-- START Records shown --
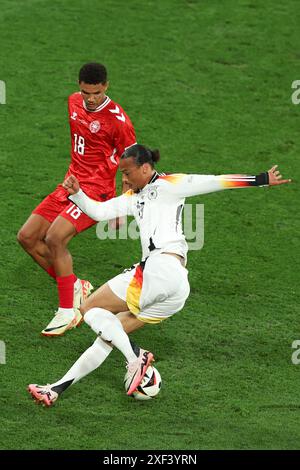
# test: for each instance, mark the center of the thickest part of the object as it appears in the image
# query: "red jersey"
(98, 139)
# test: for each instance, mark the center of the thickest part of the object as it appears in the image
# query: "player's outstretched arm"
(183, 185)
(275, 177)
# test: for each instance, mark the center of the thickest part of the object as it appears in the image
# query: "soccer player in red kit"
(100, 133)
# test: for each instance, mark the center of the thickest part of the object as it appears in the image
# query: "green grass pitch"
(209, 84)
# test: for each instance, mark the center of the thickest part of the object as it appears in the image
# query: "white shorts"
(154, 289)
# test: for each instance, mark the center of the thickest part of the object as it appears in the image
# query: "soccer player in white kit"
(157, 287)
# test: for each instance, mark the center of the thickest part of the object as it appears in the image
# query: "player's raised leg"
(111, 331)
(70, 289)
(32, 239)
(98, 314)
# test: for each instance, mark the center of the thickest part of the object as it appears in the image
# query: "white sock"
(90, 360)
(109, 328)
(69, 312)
-- END Records shown --
-- START Records shown --
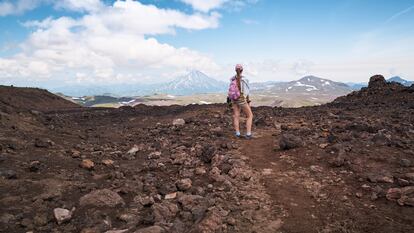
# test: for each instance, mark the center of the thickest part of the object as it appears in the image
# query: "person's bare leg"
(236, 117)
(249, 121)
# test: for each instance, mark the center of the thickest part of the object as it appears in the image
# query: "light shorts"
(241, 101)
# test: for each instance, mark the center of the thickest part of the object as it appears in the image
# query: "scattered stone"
-- END Records shown --
-- START Records shown --
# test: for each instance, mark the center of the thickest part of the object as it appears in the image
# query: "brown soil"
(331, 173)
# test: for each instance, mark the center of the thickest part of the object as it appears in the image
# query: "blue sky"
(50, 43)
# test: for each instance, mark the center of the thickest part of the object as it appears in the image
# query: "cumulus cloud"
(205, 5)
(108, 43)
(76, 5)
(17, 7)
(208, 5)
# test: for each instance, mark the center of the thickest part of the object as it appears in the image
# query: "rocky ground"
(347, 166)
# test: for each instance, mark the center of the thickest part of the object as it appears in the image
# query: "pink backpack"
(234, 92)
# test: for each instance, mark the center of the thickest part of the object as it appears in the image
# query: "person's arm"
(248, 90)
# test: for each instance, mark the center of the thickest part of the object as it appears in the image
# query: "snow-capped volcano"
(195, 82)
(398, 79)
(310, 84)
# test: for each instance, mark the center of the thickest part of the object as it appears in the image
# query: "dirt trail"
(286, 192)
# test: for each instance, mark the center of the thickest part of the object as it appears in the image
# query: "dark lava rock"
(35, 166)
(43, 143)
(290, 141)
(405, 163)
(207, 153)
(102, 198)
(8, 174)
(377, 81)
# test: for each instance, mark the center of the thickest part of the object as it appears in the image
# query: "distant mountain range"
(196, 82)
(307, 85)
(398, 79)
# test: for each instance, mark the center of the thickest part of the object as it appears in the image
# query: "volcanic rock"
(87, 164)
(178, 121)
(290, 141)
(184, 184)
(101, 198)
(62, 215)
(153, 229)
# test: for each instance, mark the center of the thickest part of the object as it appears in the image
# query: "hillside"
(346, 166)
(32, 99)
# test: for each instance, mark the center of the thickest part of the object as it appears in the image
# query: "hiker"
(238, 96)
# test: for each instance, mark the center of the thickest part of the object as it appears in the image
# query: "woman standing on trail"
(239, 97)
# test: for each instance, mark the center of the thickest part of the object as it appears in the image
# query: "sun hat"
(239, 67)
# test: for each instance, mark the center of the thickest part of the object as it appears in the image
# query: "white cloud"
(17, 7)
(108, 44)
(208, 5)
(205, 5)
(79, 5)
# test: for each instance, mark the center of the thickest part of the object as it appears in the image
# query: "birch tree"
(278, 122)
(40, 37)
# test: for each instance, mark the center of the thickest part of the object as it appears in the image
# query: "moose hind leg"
-- END Records shown --
Pick out every line of the entries above that contains the word "shorts", matching case exactly.

Task answer.
# query: "white shorts"
# query: "light shorts"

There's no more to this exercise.